#### What is required
Convert every line of the listing below into a Markdown table with the columns "Row" and "Line," numbering the rows in order and skipping any blank lines.

Region annotation entries
:::
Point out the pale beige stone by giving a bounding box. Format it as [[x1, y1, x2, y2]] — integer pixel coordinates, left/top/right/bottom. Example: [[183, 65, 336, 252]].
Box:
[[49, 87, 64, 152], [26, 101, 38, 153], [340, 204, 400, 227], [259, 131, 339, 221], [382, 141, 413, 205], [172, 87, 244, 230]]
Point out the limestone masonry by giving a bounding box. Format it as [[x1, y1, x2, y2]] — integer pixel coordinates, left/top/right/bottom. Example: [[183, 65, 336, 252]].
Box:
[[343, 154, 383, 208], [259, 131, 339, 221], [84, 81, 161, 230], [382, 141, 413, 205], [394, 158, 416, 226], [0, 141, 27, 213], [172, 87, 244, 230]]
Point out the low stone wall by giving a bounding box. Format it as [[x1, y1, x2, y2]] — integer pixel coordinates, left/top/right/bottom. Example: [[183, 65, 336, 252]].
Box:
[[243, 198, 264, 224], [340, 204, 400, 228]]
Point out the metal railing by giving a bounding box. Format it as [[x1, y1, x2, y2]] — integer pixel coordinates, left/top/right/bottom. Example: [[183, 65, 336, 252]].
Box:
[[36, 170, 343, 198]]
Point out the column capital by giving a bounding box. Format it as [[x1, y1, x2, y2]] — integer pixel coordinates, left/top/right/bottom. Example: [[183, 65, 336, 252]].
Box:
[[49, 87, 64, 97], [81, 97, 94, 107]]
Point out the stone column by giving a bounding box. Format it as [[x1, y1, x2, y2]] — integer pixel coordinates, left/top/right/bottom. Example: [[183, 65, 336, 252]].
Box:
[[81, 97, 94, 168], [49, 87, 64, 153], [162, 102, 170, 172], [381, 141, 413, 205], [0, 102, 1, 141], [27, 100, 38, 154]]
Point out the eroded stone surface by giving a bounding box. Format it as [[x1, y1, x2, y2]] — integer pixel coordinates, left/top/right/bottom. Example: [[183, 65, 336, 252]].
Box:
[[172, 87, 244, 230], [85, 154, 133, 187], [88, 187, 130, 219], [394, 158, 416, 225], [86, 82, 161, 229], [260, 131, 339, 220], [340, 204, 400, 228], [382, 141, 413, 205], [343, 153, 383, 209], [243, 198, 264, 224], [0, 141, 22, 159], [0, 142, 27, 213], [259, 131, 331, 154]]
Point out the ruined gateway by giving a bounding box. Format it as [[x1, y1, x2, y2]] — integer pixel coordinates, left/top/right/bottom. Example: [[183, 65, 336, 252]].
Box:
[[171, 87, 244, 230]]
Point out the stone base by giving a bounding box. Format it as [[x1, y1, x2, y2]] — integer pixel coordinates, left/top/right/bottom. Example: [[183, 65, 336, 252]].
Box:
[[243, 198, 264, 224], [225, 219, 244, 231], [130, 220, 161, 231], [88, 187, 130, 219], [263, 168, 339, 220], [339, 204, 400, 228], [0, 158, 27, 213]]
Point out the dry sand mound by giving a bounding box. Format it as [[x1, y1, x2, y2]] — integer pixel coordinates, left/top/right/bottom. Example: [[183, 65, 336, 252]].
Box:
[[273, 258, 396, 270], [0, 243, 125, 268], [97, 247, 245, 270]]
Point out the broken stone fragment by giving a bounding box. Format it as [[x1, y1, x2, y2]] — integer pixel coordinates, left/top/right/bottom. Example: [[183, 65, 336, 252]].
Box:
:::
#### Answer to the problem
| Row | Line |
|---|---|
| 1 | Point out the pale beige stone by giving a bounding box. Format it as [[x1, y1, x2, y2]] — integer pixel coordinates, left/top/right/bottom. Example: [[183, 65, 336, 252]]. |
| 2 | Box: |
| 3 | [[49, 87, 64, 152], [26, 101, 38, 153], [340, 204, 400, 227], [259, 131, 339, 221], [382, 141, 413, 205], [172, 87, 244, 230]] |
| 4 | Point out the limestone masonry by giving a bounding box. Format it as [[x1, y1, x2, y2]] — integer pixel coordinates, left/top/right/bottom. Example: [[183, 65, 336, 252]]. |
| 5 | Box: |
| 6 | [[343, 154, 383, 208], [259, 131, 339, 221], [84, 81, 161, 230], [382, 141, 413, 205], [394, 158, 416, 226], [0, 141, 27, 213], [172, 87, 244, 230]] |
| 7 | Point out the low stone wall by giving a bounding box. Format it as [[x1, y1, x2, y2]] — integer pixel coordinates, left/top/right/bottom. Example: [[183, 65, 336, 252]]. |
| 8 | Box: |
| 9 | [[243, 198, 264, 224], [340, 204, 400, 228]] |
| 10 | Point out the metal railing by giving a bounding box. Format it as [[x1, y1, x2, y2]] — integer pixel coordinates, left/top/right/bottom. Example: [[183, 65, 336, 252]]. |
| 11 | Box: |
| 12 | [[36, 170, 343, 198]] |
| 13 | Point out the column capital by giving a bounding box. Format it as [[x1, y1, x2, y2]] — integer pixel coordinates, left/top/right/bottom. Example: [[183, 65, 336, 252]]. |
| 14 | Box: |
| 15 | [[49, 87, 64, 97], [81, 97, 94, 107]] |
| 16 | Point out the stone column by giving a bounding box. Format it as [[x1, y1, x2, y2]] — integer pixel coordinates, left/top/right/bottom. Example: [[183, 65, 336, 252]]. |
| 17 | Box: |
| 18 | [[81, 97, 94, 168], [49, 87, 64, 153], [162, 102, 170, 172], [381, 141, 413, 205], [0, 102, 1, 141], [27, 100, 38, 154]] |
| 19 | Point out the eroded stone surface by giving a bounding box. Format it as [[x1, y1, x2, y2]] — integer pixel coordinates, left/top/right/bottom. Example: [[183, 65, 336, 252]]. |
| 20 | Box: |
| 21 | [[172, 87, 244, 230], [85, 154, 133, 187], [88, 187, 130, 219], [394, 158, 416, 225], [86, 82, 161, 229], [260, 131, 339, 220], [340, 204, 400, 228], [382, 141, 413, 205], [343, 153, 383, 209], [243, 198, 264, 224], [0, 141, 22, 159], [0, 142, 27, 213], [259, 131, 331, 154]] |
| 22 | Point out the ruined gateway by giving a bounding box. Format it as [[x1, y1, x2, y2]] — integer pixel coordinates, left/top/right/bottom. Example: [[183, 65, 336, 252]]. |
| 23 | Box: |
| 24 | [[171, 87, 244, 230]] |
| 25 | Point out the stone base by giving a bounding box. Format it as [[x1, y1, x2, y2]] — integer pixel coordinates, left/top/right/bottom. Example: [[183, 65, 336, 252]]. |
| 26 | Box: |
| 27 | [[243, 198, 264, 224], [225, 219, 244, 231], [130, 220, 161, 231], [88, 187, 130, 219], [263, 168, 339, 220], [339, 204, 400, 228], [0, 158, 27, 213]] |
| 28 | Point out the dry sand mound by giving a bounding box. Format it as [[x1, y1, x2, y2]] — integer pixel coordinates, left/top/right/bottom. Example: [[183, 65, 336, 252]]. |
| 29 | Box: |
| 30 | [[273, 258, 396, 270], [0, 243, 125, 268], [97, 247, 245, 270]] |
| 31 | Point out the broken stone fragment by giving a bounding box. Format it as [[x1, y1, x2, y2]] — integer pixel coordinates, left/top/right/bottom. Example: [[183, 65, 336, 252]]. |
| 32 | Box: |